| Exercise task 1 |
Answer these questions about the pull request on consistent hash codes, labeling each answer (a), (b), or (c):
(a) Which framework is named as one that relies on consistent hashing?
(b) What did the earlier hashCode implementation for RubySymbol return?
(c) What kind of hashCode values do RubyBoolean and RubyNil now return?
──────
Skip to content

HTTPS clone URL

Subversion checkout URL

You can clone with HTTPS or Subversion.

Download ZIP

Loading…

Consistent hash code values between JVM instances #590

Closed
wants to merge 3 commits into from

2 participants

@rdblue

Hash codes for symbols, booleans, nil, and (sometimes) strings are not consistent between JVM instances. This means that JRuby objects can't be used in frameworks like Hadoop, which uses consistent hashing for synchronization. Hadoop, specifically, uses object hash codes to determine which reduce task is responsible for a particular key. If the hash codes differ, then map tasks send keys to different reduce tasks and there are duplicates in the result.

This adds or updates hashCode (and hash) implementations for booleans, nil, and symbols. It also adds an option to use default hash seed values, rather than random ones for consistent string hashes. Some tests are included, where it was obvious where to put them.

Please let me know if I did something wrong so I can fix it and send another pull request.

@rdblue rdblue Fixing hashing consistency across JVM instances.
Several of the core JRuby classes calculate hash codes based on java or ruby
object ids. This doesn't produce consistent hashing across JVM instances, which
is needed for distributed frameworks. For example, Hadoop uses hashCode values
to distribute keys from the map phase to the same reducer task (partitioning).

This commit adds hashCode (and ruby's hash method) implementations for
RubyBoolean, RubyNil, and RubySymbol. RubyBoolean and RubyNil simply return
static, randomly-generated hashCode values that are hard-coded. This replaces
the default java Object#hashCode.

For RubySymbol, the previous implementation of hashCode returned the symbol's
id, which could be different depending on the order in which symbols are
created. This updates it to calculate a hashCode based on the raw symbolBytes
like the RubyString implementation, but with a RubySymbol-specific seed and
without the encoding addition for 1.9. This value is calculated when symbols
are instantiated so the performance impact should be minimal.
──────
| Exercise task 2 |
In the entries, rewrite everything from the line containing "Where can the dried" down to the last entry. Copy all of those lines, requests included, and add 48 to every coordinate in the answers. Omit the pictures from your output.

| Stored rows |
──────
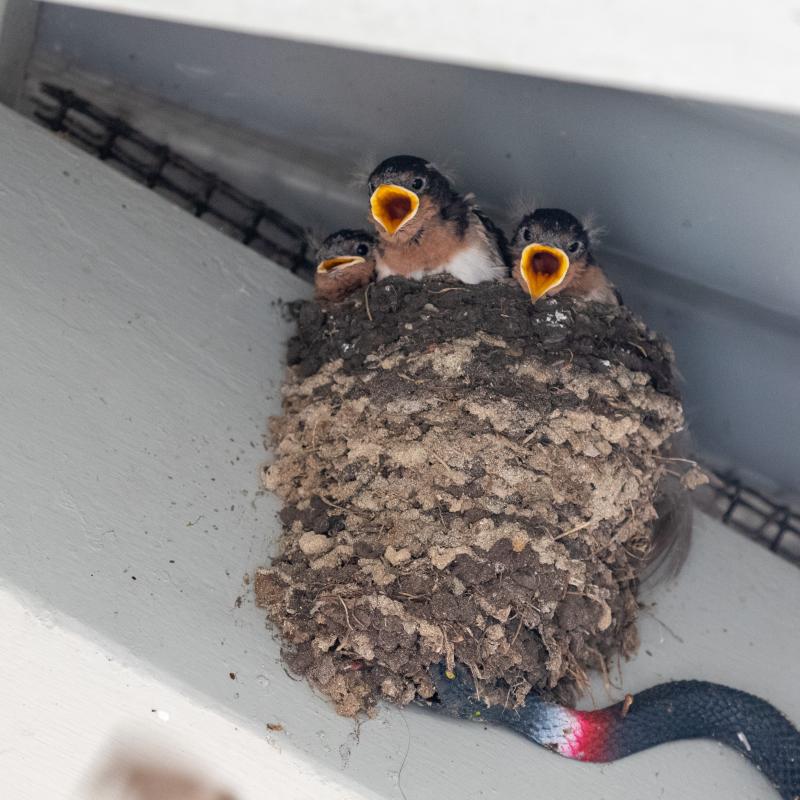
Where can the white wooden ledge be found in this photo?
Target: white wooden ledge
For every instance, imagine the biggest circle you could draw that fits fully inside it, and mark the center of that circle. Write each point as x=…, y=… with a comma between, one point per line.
x=141, y=354
x=733, y=51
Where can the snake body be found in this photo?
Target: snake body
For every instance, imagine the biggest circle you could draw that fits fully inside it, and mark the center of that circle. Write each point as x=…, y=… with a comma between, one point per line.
x=665, y=713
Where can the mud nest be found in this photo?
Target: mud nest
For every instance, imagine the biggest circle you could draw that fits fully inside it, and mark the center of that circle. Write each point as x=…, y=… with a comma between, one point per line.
x=465, y=477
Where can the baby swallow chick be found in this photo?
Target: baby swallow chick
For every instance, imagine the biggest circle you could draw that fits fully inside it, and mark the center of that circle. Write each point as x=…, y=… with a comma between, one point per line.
x=346, y=263
x=424, y=226
x=551, y=253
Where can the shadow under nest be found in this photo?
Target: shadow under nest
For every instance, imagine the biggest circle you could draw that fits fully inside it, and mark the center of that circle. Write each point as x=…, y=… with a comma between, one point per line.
x=466, y=478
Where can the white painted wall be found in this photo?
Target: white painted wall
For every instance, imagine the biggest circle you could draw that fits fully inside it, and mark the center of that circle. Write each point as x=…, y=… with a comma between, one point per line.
x=700, y=201
x=141, y=353
x=17, y=35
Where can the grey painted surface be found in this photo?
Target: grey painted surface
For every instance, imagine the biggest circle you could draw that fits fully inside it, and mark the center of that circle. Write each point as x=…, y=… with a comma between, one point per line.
x=705, y=195
x=141, y=353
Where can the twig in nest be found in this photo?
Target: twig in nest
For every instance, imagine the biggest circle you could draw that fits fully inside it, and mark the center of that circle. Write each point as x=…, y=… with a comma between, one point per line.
x=573, y=530
x=342, y=508
x=346, y=615
x=366, y=302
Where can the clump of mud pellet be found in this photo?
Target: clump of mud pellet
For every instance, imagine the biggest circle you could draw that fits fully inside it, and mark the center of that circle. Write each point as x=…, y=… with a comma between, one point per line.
x=465, y=477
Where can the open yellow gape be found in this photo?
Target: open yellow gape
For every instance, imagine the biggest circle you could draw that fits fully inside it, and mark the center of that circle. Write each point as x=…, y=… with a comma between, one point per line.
x=339, y=261
x=543, y=268
x=393, y=206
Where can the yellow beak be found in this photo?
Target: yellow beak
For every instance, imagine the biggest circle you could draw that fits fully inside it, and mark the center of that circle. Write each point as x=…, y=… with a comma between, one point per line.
x=340, y=261
x=543, y=268
x=393, y=206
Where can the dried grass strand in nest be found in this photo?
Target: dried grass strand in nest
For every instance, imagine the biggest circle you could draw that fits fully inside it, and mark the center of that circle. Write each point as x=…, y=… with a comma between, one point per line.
x=465, y=478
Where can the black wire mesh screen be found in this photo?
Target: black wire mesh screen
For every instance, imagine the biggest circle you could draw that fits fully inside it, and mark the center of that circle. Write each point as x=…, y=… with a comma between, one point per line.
x=759, y=517
x=199, y=191
x=272, y=234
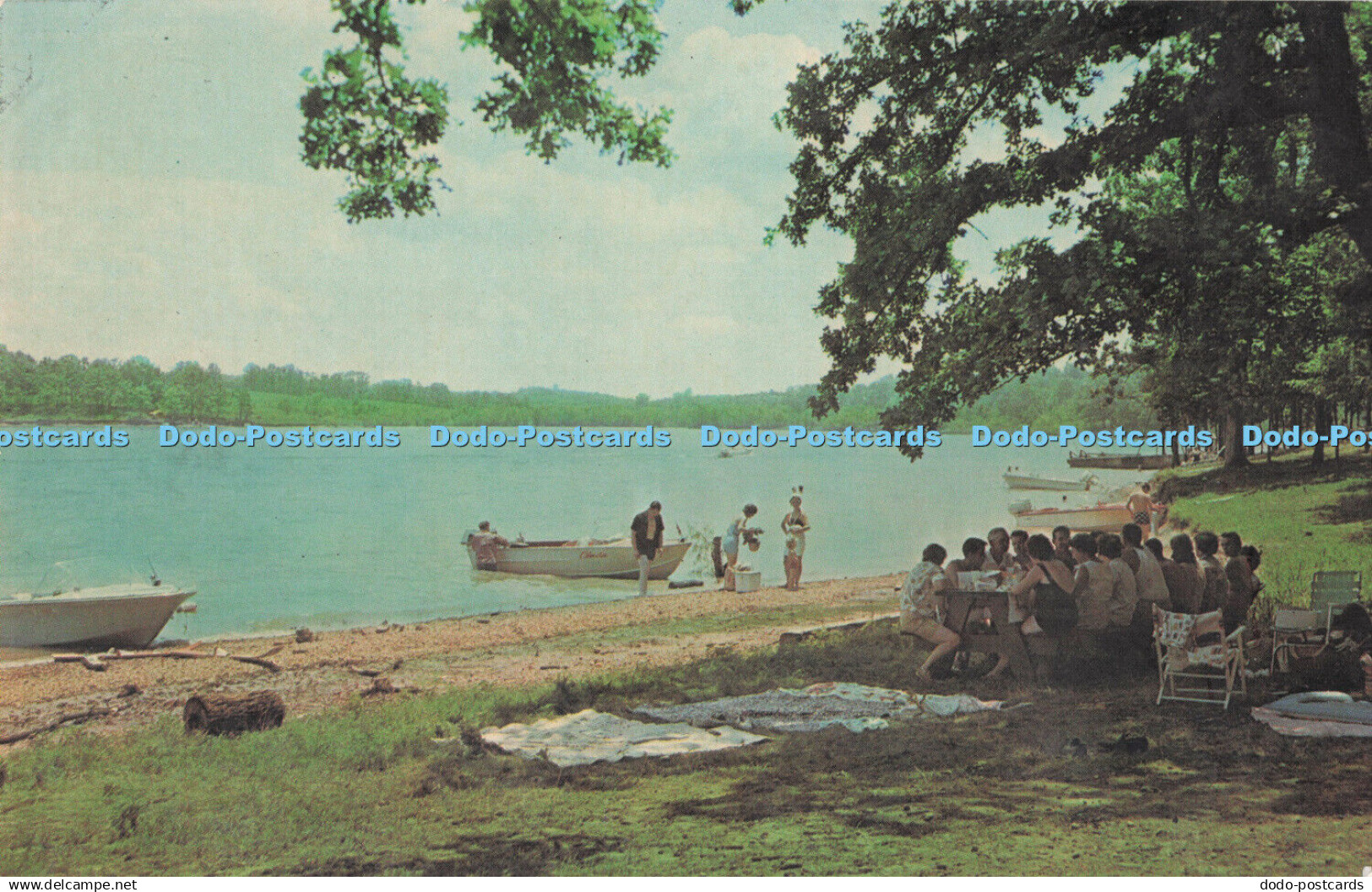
──────
| Correct result 1 |
(a) Hadoop.
(b) The symbol's id.
(c) Static, randomly-generated hashCode values that are hard-coded.

| Correct result 2 |
Where can the dried grass strand in nest be found in this photo?
Target: dried grass strand in nest
For every instance, imagine the biggest circle you could draw that fits fully inside it, and mark the center of that circle. Write each point as x=…, y=… with a comma between, one point per line.
x=513, y=526
Where can the black wire mesh screen be found in this photo?
Target: black wire mesh screen
For every instance, imagine the biggest circle you could draw that fits fully inside it, and mark the center of that circle. Write each point as x=…, y=… with a comma between, one point per line.
x=807, y=565
x=247, y=239
x=320, y=282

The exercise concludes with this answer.